Goal of the exercise:
Transcribe word for word the lines below from the line with "target: white cloud" through the line with "Mark the region of every instance of the white", ends included.

Working data:
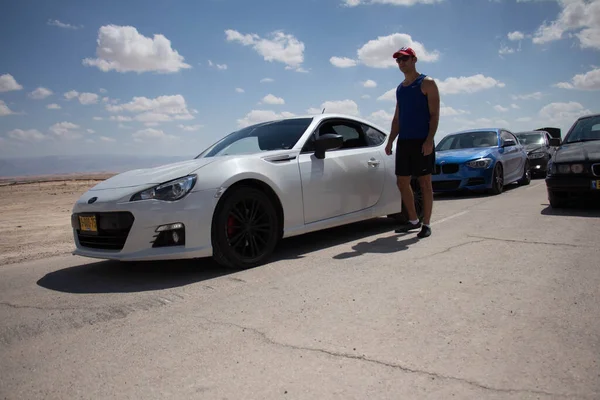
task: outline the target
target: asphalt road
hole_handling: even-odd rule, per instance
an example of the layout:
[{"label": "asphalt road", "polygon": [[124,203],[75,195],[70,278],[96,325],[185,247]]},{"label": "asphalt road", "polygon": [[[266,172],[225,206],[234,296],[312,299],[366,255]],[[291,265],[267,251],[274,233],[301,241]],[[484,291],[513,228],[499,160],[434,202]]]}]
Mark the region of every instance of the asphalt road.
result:
[{"label": "asphalt road", "polygon": [[0,268],[4,399],[600,399],[600,210],[543,181],[284,241],[272,263]]}]

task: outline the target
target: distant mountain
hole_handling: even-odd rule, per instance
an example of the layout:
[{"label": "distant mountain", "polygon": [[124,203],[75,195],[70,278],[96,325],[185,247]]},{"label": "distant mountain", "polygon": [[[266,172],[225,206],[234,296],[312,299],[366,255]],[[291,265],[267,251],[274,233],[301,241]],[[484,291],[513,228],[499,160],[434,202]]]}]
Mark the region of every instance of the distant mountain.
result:
[{"label": "distant mountain", "polygon": [[194,156],[87,155],[44,156],[0,159],[0,177],[76,174],[93,172],[119,173],[138,168],[190,160]]}]

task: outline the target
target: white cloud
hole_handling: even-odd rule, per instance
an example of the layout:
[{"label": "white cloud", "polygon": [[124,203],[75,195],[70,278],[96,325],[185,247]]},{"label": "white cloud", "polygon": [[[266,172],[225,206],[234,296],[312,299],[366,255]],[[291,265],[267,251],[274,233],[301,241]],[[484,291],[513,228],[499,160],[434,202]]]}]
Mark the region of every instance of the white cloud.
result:
[{"label": "white cloud", "polygon": [[273,121],[282,118],[293,117],[294,114],[291,112],[284,111],[282,113],[276,113],[272,110],[252,110],[244,118],[238,119],[238,126],[244,128],[260,122]]},{"label": "white cloud", "polygon": [[379,101],[396,101],[396,88],[390,89],[377,98]]},{"label": "white cloud", "polygon": [[338,68],[350,68],[356,66],[356,61],[348,57],[331,57],[329,62]]},{"label": "white cloud", "polygon": [[42,100],[50,95],[52,95],[52,90],[46,89],[45,87],[41,86],[35,89],[33,92],[29,93],[29,97],[35,100]]},{"label": "white cloud", "polygon": [[61,106],[59,106],[59,105],[58,105],[58,104],[56,104],[56,103],[52,103],[52,104],[48,104],[48,105],[46,106],[46,108],[47,108],[48,110],[60,110],[62,107],[61,107]]},{"label": "white cloud", "polygon": [[98,91],[99,91],[100,93],[106,93],[106,92],[107,92],[107,90],[106,90],[106,89],[103,89],[103,88],[100,88]]},{"label": "white cloud", "polygon": [[96,93],[81,93],[79,95],[79,102],[84,105],[96,104],[98,97]]},{"label": "white cloud", "polygon": [[294,35],[275,31],[269,35],[269,38],[261,38],[254,33],[244,35],[232,29],[227,29],[225,35],[228,42],[239,42],[244,46],[252,46],[265,61],[281,62],[289,68],[305,72],[304,69],[301,69],[305,46]]},{"label": "white cloud", "polygon": [[203,127],[203,125],[197,124],[197,125],[183,125],[183,124],[179,124],[177,125],[178,128],[183,129],[186,132],[195,132],[197,130],[199,130],[200,128]]},{"label": "white cloud", "polygon": [[442,106],[440,107],[440,116],[441,117],[452,117],[455,115],[469,114],[468,111],[452,108],[450,106]]},{"label": "white cloud", "polygon": [[381,125],[382,128],[390,127],[392,119],[394,119],[394,114],[385,110],[375,111],[369,115],[369,120],[372,120],[377,125]]},{"label": "white cloud", "polygon": [[63,121],[52,125],[49,130],[59,138],[77,139],[81,137],[81,135],[76,132],[77,129],[79,129],[79,125],[76,125],[72,122]]},{"label": "white cloud", "polygon": [[492,77],[482,74],[447,78],[443,81],[436,79],[441,94],[475,93],[494,87],[504,87],[505,84]]},{"label": "white cloud", "polygon": [[375,82],[374,80],[371,80],[371,79],[367,79],[366,81],[364,81],[362,83],[362,85],[366,88],[374,88],[374,87],[377,87],[377,82]]},{"label": "white cloud", "polygon": [[321,104],[319,108],[309,108],[307,110],[308,114],[321,114],[325,109],[325,113],[330,114],[346,114],[346,115],[360,115],[358,111],[358,104],[356,104],[353,100],[335,100],[335,101],[325,101]]},{"label": "white cloud", "polygon": [[510,129],[510,122],[499,118],[454,118],[454,122],[458,124],[457,130],[481,128],[481,127],[499,127]]},{"label": "white cloud", "polygon": [[117,121],[117,122],[129,122],[129,121],[133,121],[133,118],[126,117],[124,115],[111,115],[109,119],[111,121]]},{"label": "white cloud", "polygon": [[370,99],[371,96],[369,96],[368,94],[363,94],[362,96],[360,96],[361,99]]},{"label": "white cloud", "polygon": [[66,24],[64,22],[60,22],[57,19],[49,19],[48,20],[48,25],[58,26],[59,28],[64,28],[64,29],[79,29],[79,28],[83,28],[83,25],[75,26],[75,25],[71,25],[71,24]]},{"label": "white cloud", "polygon": [[559,82],[555,86],[562,89],[600,90],[600,68],[577,74],[571,82]]},{"label": "white cloud", "polygon": [[10,92],[21,89],[23,89],[23,86],[19,85],[11,74],[0,75],[0,92]]},{"label": "white cloud", "polygon": [[590,113],[591,111],[584,108],[581,103],[570,101],[568,103],[547,104],[540,110],[539,116],[544,121],[552,124],[570,124],[582,115]]},{"label": "white cloud", "polygon": [[498,50],[498,54],[500,54],[500,55],[513,54],[514,52],[515,52],[515,49],[513,49],[511,47],[507,47],[507,46],[502,46],[502,47],[500,47],[500,50]]},{"label": "white cloud", "polygon": [[[581,48],[600,49],[600,1],[558,0],[561,7],[556,20],[544,22],[533,36],[533,43],[544,44],[560,40],[576,32]],[[565,35],[567,34],[567,35]]]},{"label": "white cloud", "polygon": [[63,96],[65,96],[65,99],[71,100],[71,99],[74,99],[75,97],[79,96],[79,92],[77,92],[76,90],[70,90],[70,91],[66,92]]},{"label": "white cloud", "polygon": [[184,57],[171,48],[164,35],[141,35],[133,26],[105,25],[98,30],[98,58],[86,58],[83,65],[101,71],[173,73],[192,68]]},{"label": "white cloud", "polygon": [[103,142],[116,142],[115,138],[110,138],[110,137],[107,137],[107,136],[100,136],[99,139],[101,141],[103,141]]},{"label": "white cloud", "polygon": [[208,60],[208,65],[211,67],[215,67],[216,69],[221,69],[221,70],[227,69],[227,64],[215,64],[211,60]]},{"label": "white cloud", "polygon": [[522,32],[519,32],[519,31],[510,32],[506,36],[508,37],[508,40],[511,40],[513,42],[517,41],[517,40],[523,40],[523,39],[525,39],[525,35]]},{"label": "white cloud", "polygon": [[37,129],[13,129],[7,133],[10,139],[21,140],[25,142],[39,142],[45,139],[45,136]]},{"label": "white cloud", "polygon": [[87,132],[87,133],[96,133],[96,131],[95,131],[95,130],[93,130],[93,129],[86,129],[86,132]]},{"label": "white cloud", "polygon": [[412,47],[417,54],[417,59],[422,62],[435,62],[440,58],[438,50],[430,51],[425,46],[413,40],[406,33],[394,33],[388,36],[379,36],[377,39],[369,40],[357,50],[358,61],[373,68],[398,67],[392,55],[400,47]]},{"label": "white cloud", "polygon": [[544,94],[542,92],[534,92],[528,94],[513,94],[511,97],[513,100],[540,100],[543,96]]},{"label": "white cloud", "polygon": [[262,102],[266,104],[285,104],[285,100],[281,97],[274,96],[270,93],[263,97]]},{"label": "white cloud", "polygon": [[519,107],[517,104],[513,103],[510,105],[510,108],[514,108],[515,110],[518,110],[521,107]]},{"label": "white cloud", "polygon": [[242,88],[235,88],[235,91],[238,92],[238,93],[244,93],[245,92],[245,90],[242,89]]},{"label": "white cloud", "polygon": [[142,129],[132,133],[131,136],[136,142],[177,139],[177,136],[166,134],[164,131],[154,128]]},{"label": "white cloud", "polygon": [[5,117],[7,115],[12,115],[12,114],[16,114],[16,113],[14,111],[12,111],[10,108],[8,108],[8,106],[6,105],[4,100],[0,100],[0,117]]},{"label": "white cloud", "polygon": [[356,7],[360,4],[387,4],[391,6],[414,6],[415,4],[435,4],[444,0],[342,0],[346,7]]},{"label": "white cloud", "polygon": [[494,110],[496,110],[498,112],[507,112],[508,108],[502,107],[500,104],[497,104],[494,106]]},{"label": "white cloud", "polygon": [[260,83],[270,83],[270,82],[274,82],[275,80],[273,78],[262,78],[260,80]]},{"label": "white cloud", "polygon": [[146,123],[167,122],[173,120],[190,120],[194,116],[188,110],[185,98],[180,95],[159,96],[154,99],[134,97],[132,101],[119,105],[106,105],[111,113],[137,113],[135,120]]},{"label": "white cloud", "polygon": [[103,120],[103,118],[102,118],[102,117],[93,117],[92,119],[93,119],[94,121],[102,121],[102,120]]}]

Final answer:
target: white cloud
hole_handling: even-odd rule, per instance
an example of the layout:
[{"label": "white cloud", "polygon": [[124,203],[75,195],[70,278],[96,325],[185,247]]},{"label": "white cloud", "polygon": [[[266,172],[225,206],[234,296],[312,299],[366,255]],[[291,265],[267,251],[274,233],[301,241]],[[484,291],[513,228],[499,160],[434,202]]]}]
Mark the region of every instance of the white cloud.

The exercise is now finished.